--- start PROVIDED TEXT ---
E.L. Mascall’s Christ, the Christian, and the Church Book Review

Christ, the Christian, and the Church: A Study of the Incarnation and Its Consequences. By E. L. Mascall. Pp. xvii + 257. Peabody, MA: Hendrickson Publishers, 2017. ISBN 978 1 68307 019 1. Paper $24.95.

Introduction

The reprinting of Eric Lionel Mascall’s brilliant synthesis is a welcome gift to Anglicans and broader Christian theology today. First published in 1946, this precious gem has been repolished for a fresh generation of Christians today to discover the timeless distinctives of Anglican theology, especially as they apply to the supreme mystery at the center of Christian faith: the Incarnation of God. In an age so bewildered by individualism and so disenchanted with institutions, Mascall’s work introduces the treasury of ancient Christian faith for rediscovering the joys of incorporation into Christ and into one another.

Chapter by Chapter Summary

The book is roughly broken into three thematic sections which correspond to its title: chapters 1-4 establish an orthodox conception of Christology, chapters 5-6 discuss the individual Christian’s union with Christ, chapters 7-8 discuss the irreducibly corporate nature of this union by which a believer’s union with Christ necessarily implies union with a larger body who share this union (the Church). Chapters 9-13 then elaborate on the sacramental, contemplative, and theological implications of the intimate matrix demonstrated between Incarnation, individuality, and incorporation, or, in Mascall’s words, Christ, the Christian, and the Church.

Mascall opens the book with an impressive tour de force of Christological orthodoxy. Chapter 1 sets the stage for many themes pervading the whole work by outlining a basic metaphysics of the Incarnation in keeping with the Nicene and Chalcedonian tradition, elaborated in the very useful terminology developed by Aquinas, and brimming with evangelical impulse. Mascall establishes that the Incarnation must be fundamentally understood as the personal (hypostatic) assumption by the eternal Word of a concrete human nature, which means that Christ is most aptly described as [1] a single divine person who [2] consists of two natures, divine and human, [3] the divine nature being only logically distinct from his person, not actually distinct like the human nature assumed (p. 20). This terse taxonomy swiftly avoids numerous heresies (Arianism, Nestorianism, Apollinarianism, to name a few) while also maintaining the qualitative Creator/creature distinction according to which the Incarnation, in Mascall’s favored phrase of the Athanasian creed, takes place “not by the conversion of Godhead into flesh but by the taking up of manhood into God” (p. 15). That is, the Incarnation does not mean that God was deprived, but that humanity was enriched.

Chapter 2 compares this orthodox (and Thomistic) conception with some modern kenotic Christologies en vogue during Mascall’s day (including authors such as Gore, Weston, and Relton). Mascall concludes that these modern attempts to counter extreme kenoticism with psychological explanations of the Christ’s finite human experience fail to pass the standards of orthodoxy since they make the fundamental mistake of replacing ontology with psychology. Mascall goes on in Chapter 3 to propose from Aquinas’ theory of infused knowledge a way of simultaneously accounting for both the finite progression of normal human knowledge in Christ and the infinite possession of omniscience in Christ since the subject of his human nature is a divine hypostasis. Because this theory does not confuse ontology with psychology or the infinite with the finite, it is at least a defensible way forward in taking the meat of kenotic Christologies while spitting out the reductive bone of heretical implications. Chapter 4 concludes Mascall’s reflections on Christology by asserting that Incarnation and Atonement are not mutually exclusive but rather interpenetrating aspects of God’s singular intervening union with humanity in the person of Christ: that is, Incarnation is already an atoning event, while Atonement is the raison d’être of the Incarnation.
--- end PROVIDED TEXT ---
--- start RECORDS SUPPLIED ---
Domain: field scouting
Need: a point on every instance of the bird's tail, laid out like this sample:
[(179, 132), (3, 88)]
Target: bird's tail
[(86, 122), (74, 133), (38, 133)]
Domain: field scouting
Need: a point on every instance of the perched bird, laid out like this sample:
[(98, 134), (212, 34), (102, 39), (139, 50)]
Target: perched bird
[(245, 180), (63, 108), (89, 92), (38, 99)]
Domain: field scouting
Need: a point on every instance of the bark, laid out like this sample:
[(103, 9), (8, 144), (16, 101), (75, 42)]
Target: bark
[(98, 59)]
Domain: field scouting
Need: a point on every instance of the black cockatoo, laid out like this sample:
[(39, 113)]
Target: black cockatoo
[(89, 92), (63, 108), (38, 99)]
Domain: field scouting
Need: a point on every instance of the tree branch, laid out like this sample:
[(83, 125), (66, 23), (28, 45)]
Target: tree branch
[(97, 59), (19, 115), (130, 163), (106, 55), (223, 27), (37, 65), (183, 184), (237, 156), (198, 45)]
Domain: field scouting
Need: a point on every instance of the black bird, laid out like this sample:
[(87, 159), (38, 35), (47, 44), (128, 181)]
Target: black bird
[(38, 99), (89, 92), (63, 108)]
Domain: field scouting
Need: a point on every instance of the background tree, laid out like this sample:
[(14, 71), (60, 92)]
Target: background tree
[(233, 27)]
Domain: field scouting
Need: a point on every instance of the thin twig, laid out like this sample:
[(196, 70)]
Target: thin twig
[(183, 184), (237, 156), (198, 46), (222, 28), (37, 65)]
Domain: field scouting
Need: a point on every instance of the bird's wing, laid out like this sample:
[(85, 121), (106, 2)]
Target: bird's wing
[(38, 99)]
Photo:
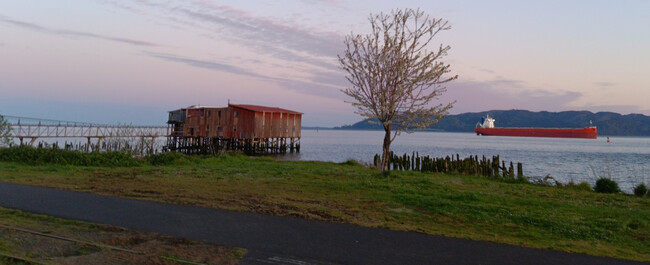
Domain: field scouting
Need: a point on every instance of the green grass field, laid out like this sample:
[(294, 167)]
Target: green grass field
[(558, 218)]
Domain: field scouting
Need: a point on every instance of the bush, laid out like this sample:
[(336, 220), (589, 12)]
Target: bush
[(582, 186), (640, 190), (605, 185)]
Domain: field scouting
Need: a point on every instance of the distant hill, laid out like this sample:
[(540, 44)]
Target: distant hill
[(608, 123)]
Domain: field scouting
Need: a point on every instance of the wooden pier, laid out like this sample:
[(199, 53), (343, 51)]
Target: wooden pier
[(32, 129), (249, 128)]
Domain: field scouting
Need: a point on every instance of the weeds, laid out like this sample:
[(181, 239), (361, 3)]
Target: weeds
[(606, 185), (640, 190)]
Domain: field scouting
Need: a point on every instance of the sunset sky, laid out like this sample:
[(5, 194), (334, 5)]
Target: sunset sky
[(130, 62)]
--- end RECORDS SUPPLIED ---
■ SET TASKS:
a) Turn the paragraph of the book review that begins "The book is roughly broken into three thematic sections" into a short list, keeping its main facts.
b) Return the stretch of rows from their start through the line containing "156), (198, 45)]", reproducing each line unchanged.

■ COMPLETE ANSWERS:
a)
- Chapters 1-4: an orthodox conception of Christology (Christ)
- Chapters 5-6: the individual Christian's union with Christ (the Christian)
- Chapters 7-8: the corporate nature of this union, which implies union with a larger body sharing it (the Church)
- Chapters 9-13: the sacramental, contemplative, and theological implications of the links between Incarnation, individuality, and incorporation

b)
Domain: field scouting
Need: a point on every instance of the bird's tail, laid out like this sample:
[(179, 132), (3, 88)]
Target: bird's tail
[(86, 122), (74, 133), (38, 133)]
Domain: field scouting
Need: a point on every instance of the perched bird, laid out like this sample:
[(98, 134), (212, 34), (102, 39), (139, 50)]
Target: perched bird
[(245, 180), (63, 108), (89, 92), (38, 99)]
Domain: field scouting
Need: a point on every instance of the bark, laid out like this sample:
[(103, 9), (8, 144), (16, 101), (75, 42)]
Target: bark
[(98, 59)]
Domain: field scouting
Need: a point on every instance of the black cockatoo, laid out like this sample:
[(39, 113)]
Target: black cockatoo
[(89, 92), (63, 108), (38, 99)]
Domain: field scouting
Need: a point on every instance of the tree branch, laid out like this sample:
[(83, 125), (66, 23), (28, 45)]
Target: tree branch
[(97, 59), (19, 115), (130, 163), (106, 55), (223, 27), (37, 65), (183, 184), (237, 156), (198, 45)]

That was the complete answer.